--- start Article ---
Diamond’s uses names uncle Soll, Limbuzu and Wiyo—well known victims of 2K fight
The names Diamond’s uses of the dead and injured, although incomplete, lead us back in time to the single conflict that involved fighting between the Handas and Ombals. These two tribes had previously—absent the three to six month fight in 1993—a peaceful relationship.
We know that Diamond refers to facts taken from the real war, as his New Yorker article mentions Uncle Soll, Limbuzu and Wiyo, real people who were killed or injured in the 2 Kina fight. Other than these three names, the remainder of the facts that Diamond presents are untrue. Only Sande (Mogan Sande Hameno), an Ombal ally that Diamond does not mention, was killed hours after battle. The three others –Handa’s Ken Soll and Fukul Limbizu, and Ombal ally, Kekel Ambiak—were not killed in battle but wounded and died months later. No Ombals died in the 2K fight.
--- end Article ---
- _What to do_:
Using the article on Diamond's account of the 2 Kina fight, answer these:
(a) Which two tribes fought in the conflict, and in what year?
(b) Who was the only person killed hours after battle?
(c) How many Ombals died in the 2K fight?
--- start Supplied records ---
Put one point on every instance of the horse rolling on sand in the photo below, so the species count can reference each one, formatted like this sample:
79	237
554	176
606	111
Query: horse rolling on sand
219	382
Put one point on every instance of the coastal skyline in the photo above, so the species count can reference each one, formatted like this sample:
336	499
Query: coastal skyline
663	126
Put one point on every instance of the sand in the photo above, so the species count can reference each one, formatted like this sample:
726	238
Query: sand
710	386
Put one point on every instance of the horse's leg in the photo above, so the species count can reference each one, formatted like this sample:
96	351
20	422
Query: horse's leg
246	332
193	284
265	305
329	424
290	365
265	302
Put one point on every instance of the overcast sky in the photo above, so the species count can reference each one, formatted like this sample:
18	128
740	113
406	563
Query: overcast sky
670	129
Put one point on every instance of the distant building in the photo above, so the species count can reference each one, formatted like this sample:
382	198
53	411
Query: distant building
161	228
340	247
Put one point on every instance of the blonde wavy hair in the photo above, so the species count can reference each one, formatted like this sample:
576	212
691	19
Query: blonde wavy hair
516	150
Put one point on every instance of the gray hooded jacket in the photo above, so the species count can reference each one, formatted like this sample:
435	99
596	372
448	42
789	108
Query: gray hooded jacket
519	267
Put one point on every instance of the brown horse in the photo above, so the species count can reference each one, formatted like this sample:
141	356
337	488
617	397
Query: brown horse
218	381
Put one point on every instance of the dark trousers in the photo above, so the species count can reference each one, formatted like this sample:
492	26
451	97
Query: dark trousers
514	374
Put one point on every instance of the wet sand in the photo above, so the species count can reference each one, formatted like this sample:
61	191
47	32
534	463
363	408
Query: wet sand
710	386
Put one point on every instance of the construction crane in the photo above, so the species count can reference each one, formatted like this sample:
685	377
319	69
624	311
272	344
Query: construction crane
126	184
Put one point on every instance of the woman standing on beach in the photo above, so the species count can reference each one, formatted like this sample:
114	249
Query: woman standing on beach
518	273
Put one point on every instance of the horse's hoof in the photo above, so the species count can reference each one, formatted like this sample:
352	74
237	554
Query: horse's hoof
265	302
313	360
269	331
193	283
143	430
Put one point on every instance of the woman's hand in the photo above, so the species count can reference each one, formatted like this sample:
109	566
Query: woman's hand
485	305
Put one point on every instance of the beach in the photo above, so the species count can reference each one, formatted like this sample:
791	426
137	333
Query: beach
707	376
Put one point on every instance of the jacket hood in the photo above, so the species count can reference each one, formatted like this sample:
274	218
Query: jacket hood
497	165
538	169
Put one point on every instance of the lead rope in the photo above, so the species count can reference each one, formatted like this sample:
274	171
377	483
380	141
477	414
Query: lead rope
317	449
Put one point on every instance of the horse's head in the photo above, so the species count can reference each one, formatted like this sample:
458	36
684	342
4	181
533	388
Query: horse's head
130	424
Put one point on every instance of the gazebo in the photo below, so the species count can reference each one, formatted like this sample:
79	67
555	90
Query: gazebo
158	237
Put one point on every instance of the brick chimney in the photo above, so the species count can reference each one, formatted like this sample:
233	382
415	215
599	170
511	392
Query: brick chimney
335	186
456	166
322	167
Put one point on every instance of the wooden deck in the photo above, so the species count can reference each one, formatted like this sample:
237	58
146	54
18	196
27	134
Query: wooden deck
--- end Supplied records ---
- _Exercise answer_:
(a) The Handas and the Ombals, in 1993.
(b) Sande (Mogan Sande Hameno), an Ombal ally.
(c) None.